Data items:
'''

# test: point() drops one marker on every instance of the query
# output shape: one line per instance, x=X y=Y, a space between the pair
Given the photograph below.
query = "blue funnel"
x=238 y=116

'''

▶ TASK DESCRIPTION: Copy each of the lines in the items above verbatim.

▶ EXPECTED ANSWER:
# test: point() drops one marker on every instance of the query
# output shape: one line per instance, x=X y=Y, a space between the pair
Given the photograph below.
query = "blue funnel"
x=238 y=116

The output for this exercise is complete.